__PROBLEM TO SOLVE__: The data should be printed in full, character for character.

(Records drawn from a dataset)
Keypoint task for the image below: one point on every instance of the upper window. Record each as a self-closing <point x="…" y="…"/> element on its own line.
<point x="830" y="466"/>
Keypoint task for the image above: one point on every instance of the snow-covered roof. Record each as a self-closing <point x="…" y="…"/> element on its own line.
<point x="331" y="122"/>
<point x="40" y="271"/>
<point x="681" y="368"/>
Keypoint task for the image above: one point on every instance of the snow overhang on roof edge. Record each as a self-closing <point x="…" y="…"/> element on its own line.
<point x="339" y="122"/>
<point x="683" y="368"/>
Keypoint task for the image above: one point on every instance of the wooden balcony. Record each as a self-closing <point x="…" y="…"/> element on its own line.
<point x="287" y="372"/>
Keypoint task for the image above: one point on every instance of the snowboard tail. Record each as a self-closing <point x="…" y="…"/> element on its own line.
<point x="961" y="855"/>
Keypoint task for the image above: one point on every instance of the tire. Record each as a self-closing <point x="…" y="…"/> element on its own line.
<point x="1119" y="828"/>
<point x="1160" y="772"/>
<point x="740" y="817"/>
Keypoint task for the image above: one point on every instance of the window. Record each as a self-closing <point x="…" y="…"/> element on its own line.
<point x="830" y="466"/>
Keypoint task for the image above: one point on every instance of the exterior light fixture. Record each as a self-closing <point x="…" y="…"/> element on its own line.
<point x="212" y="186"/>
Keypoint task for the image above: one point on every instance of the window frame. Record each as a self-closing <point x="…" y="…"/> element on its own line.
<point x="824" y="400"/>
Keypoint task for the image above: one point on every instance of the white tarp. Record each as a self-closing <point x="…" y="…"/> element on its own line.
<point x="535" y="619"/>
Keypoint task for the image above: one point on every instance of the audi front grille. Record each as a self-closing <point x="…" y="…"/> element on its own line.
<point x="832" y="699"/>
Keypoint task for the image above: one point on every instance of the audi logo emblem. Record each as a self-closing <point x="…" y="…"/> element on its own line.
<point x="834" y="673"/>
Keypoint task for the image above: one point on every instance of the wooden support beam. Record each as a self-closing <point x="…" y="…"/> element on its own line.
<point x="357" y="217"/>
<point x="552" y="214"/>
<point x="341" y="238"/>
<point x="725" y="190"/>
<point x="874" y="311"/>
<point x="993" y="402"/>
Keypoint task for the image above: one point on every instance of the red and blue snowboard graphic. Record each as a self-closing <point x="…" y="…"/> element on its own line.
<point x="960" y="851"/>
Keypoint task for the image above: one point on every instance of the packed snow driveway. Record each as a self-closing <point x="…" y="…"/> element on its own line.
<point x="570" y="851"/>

__COMPLETED EXERCISE__:
Keypoint task for the image below: one point on every instance of the upper window. Record each as a self-closing <point x="…" y="…"/> element on its own line.
<point x="830" y="466"/>
Keypoint task for the image above: one point on every instance of the snow-covered roof. Record each as a self-closing <point x="…" y="…"/> element on its own line.
<point x="331" y="122"/>
<point x="40" y="271"/>
<point x="681" y="368"/>
Keypoint task for the image above: one point on every instance of the snow overhang on roof edge. Record each as a self-closing <point x="…" y="…"/> element on its own line.
<point x="339" y="122"/>
<point x="683" y="368"/>
Keypoint task for the image above: one point on every instance of the wooden balcony. Record each as a self-closing <point x="…" y="…"/> element on its own line.
<point x="287" y="372"/>
Keypoint task for the image above: one point on every instance of the snowboard tail. Record each as a self-closing <point x="…" y="…"/> element on its own line.
<point x="961" y="855"/>
Keypoint task for the image above: one point on every instance of the tire. Record each as a self-closing <point x="…" y="…"/> element on its own line.
<point x="1119" y="828"/>
<point x="1160" y="772"/>
<point x="740" y="817"/>
Keypoint task for the image above: one point on every instance of the window. Record each as a self-closing <point x="…" y="…"/> element on its own line.
<point x="830" y="466"/>
Keypoint task for the image above: one point on every instance of the exterior light fixture. Record each as a self-closing <point x="…" y="…"/> element on its own line.
<point x="212" y="186"/>
Keypoint task for the image above: one point on every instance of the window frame. Record each as a self-closing <point x="…" y="…"/> element on its own line.
<point x="824" y="400"/>
Keypoint task for the image above: one point on every instance of the white tarp. Record each as a self-closing <point x="…" y="…"/> element on its own line.
<point x="535" y="619"/>
Keypoint task for the image above: one point on every instance of the audi front grille. Record each as a self-closing <point x="…" y="…"/> element on its own line.
<point x="832" y="699"/>
Keypoint task for the image above: one point on every instance of the audi logo emblem. Record each as a self-closing <point x="…" y="…"/> element on its own line.
<point x="834" y="673"/>
Keypoint task for the image above: one point on every instance of the wooden support beam. Record each as a self-closing <point x="…" y="…"/> element on its own line.
<point x="357" y="217"/>
<point x="552" y="214"/>
<point x="341" y="238"/>
<point x="725" y="190"/>
<point x="874" y="311"/>
<point x="993" y="402"/>
Keypoint task for the image above: one point on every instance of the red and blue snowboard graphic. Record each as a self-closing <point x="…" y="…"/> element on its own line.
<point x="960" y="851"/>
Keypoint task for the image above: one point on every instance of the packed snow driveway. Record each as a self-closing <point x="…" y="…"/> element on its own line.
<point x="570" y="851"/>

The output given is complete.